EXERCISE REQUIREMENTS =>
[A] Answer these questions from the letter on contaminated runoff:
(i) What elevation does the dump site read?
(ii) What elevation is given for Sooke Lake?
(iii) What treatment does the writer call very successful but slow?
[B] In the letter on contaminated runoff, rewrite the paragraph beginning "Is the water runoff above safe levels now?" more briefly, keeping its main facts.

READING TEXT =>
★ ★ ★ ★ ★ ★ ★

One Colwood resident warns of the potential dangers of contaminated runoff

Why isn’t the Capital Regional District just as concerned about the toxic soil dump permit for the Stebbins Road gravel pit as the Shawnigan Lake residents are? They are fighting a battle all alone, yet our Sooke Lake watershed is equally threatened.

Will the CRD please publicly answer this question?

It doesn’t take an engineer to figure out where the contaminated water will run to. On your computer open Google Earth and put your cursor on the dump site. The reading is 340 metres above sea level.

Now put your cursor on Shawnigan Lake. It’s 132 metres. On Sooke Lake it’s 185 metres. It’s downhill all the way to both lakes and it’s only three miles to each of them!

Is the water runoff above safe levels now? Perhaps. But what happens in 50 years with several million tons of toxic waste in the gravel pit, and we are hit with an unusual winter of heavy rain? The containment berms were built by the lowest bidder and Bingo. In a single season, irreversible damage can be done to our drinking water. Drinking water, the single most valuable natural resource known to man and we will risk it for the price of a permit.

So in 50 years the damage is done, the company has long since changed its name and you can’t sue an environment minister who is dead.

It has long since mystified me why governments advocate moving contaminated soil from one place on the earth to another. The soil is still contaminated and it still affects the environment in the same manner.  However, in the case of South Island Aggregate gravel pit, the damage caused by the pollution will be several orders of magnitude greater than where the soil came from.

Corporations that pollute land or buy land cheap that is polluted should not be allowed to move the soil. They must treat it where it is located. Treatment with introduced micro-organisms is very successful, but takes years.

So be it. It is time greed takes a back seat to the unbelievable challenges that we are saddling our grandchildren with.

★ ★ ★ ★ ★ ★ ★

Point localization data =>
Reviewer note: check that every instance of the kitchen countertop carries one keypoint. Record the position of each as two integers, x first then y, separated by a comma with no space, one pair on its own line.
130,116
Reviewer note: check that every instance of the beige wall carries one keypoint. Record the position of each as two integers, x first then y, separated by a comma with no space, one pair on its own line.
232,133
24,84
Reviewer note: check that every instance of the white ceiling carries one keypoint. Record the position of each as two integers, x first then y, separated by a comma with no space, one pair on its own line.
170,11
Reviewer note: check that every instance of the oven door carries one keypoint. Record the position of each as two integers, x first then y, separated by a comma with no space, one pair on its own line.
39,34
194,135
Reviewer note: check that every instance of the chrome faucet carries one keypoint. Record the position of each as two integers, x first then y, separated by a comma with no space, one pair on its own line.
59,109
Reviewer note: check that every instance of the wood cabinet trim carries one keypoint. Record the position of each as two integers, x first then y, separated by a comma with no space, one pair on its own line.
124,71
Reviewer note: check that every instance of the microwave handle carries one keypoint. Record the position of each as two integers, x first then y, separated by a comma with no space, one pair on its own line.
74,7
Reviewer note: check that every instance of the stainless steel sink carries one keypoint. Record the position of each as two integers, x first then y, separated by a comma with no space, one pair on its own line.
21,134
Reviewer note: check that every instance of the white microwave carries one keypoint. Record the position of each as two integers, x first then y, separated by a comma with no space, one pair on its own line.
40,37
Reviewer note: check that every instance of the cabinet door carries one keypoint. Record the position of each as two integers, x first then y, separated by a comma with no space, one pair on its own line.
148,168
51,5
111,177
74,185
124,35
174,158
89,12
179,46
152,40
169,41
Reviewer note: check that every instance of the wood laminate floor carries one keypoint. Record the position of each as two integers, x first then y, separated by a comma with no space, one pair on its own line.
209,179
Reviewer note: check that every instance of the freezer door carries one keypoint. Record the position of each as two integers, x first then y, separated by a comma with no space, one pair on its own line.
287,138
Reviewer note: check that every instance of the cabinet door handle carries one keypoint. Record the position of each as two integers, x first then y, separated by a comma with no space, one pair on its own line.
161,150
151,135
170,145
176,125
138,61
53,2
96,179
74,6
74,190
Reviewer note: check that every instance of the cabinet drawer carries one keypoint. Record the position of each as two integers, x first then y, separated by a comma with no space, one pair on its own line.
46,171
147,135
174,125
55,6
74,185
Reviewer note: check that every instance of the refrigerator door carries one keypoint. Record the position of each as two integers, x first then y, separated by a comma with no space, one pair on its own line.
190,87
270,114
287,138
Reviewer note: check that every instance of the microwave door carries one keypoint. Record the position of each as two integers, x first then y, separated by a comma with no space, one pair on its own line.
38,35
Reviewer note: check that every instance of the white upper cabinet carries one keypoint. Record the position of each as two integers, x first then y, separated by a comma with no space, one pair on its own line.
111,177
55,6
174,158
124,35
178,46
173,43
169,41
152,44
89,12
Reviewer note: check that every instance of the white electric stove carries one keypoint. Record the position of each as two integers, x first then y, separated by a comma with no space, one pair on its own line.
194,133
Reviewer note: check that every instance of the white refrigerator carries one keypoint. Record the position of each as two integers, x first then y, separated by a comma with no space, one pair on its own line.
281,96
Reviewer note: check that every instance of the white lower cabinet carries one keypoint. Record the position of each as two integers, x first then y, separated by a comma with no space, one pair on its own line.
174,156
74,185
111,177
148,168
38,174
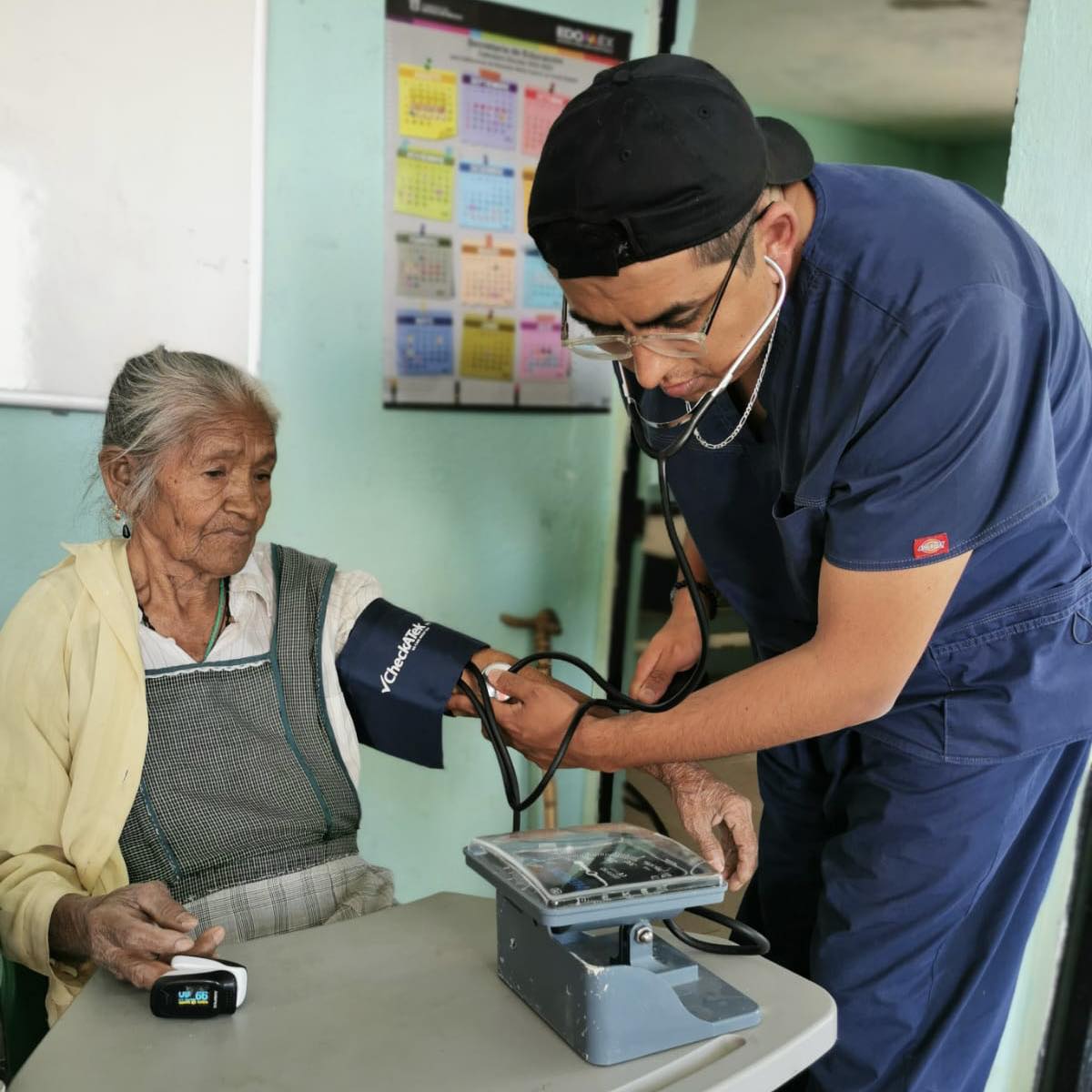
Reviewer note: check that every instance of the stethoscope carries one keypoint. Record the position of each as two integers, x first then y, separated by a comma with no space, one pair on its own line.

★ ★ ★ ★ ★ ★ ★

EXERCISE RESULTS =>
[A]
(i) 340 metres above sea level
(ii) 185 metres
(iii) Treatment with introduced micro-organisms

[B] The runoff may be within safe levels now. But in 50 years, with several million tons of toxic waste in the gravel pit, an unusually rainy winter could overwhelm containment berms built by the lowest bidder. A single season could do irreversible damage to drinking water, the most valuable natural resource, all for the price of a permit.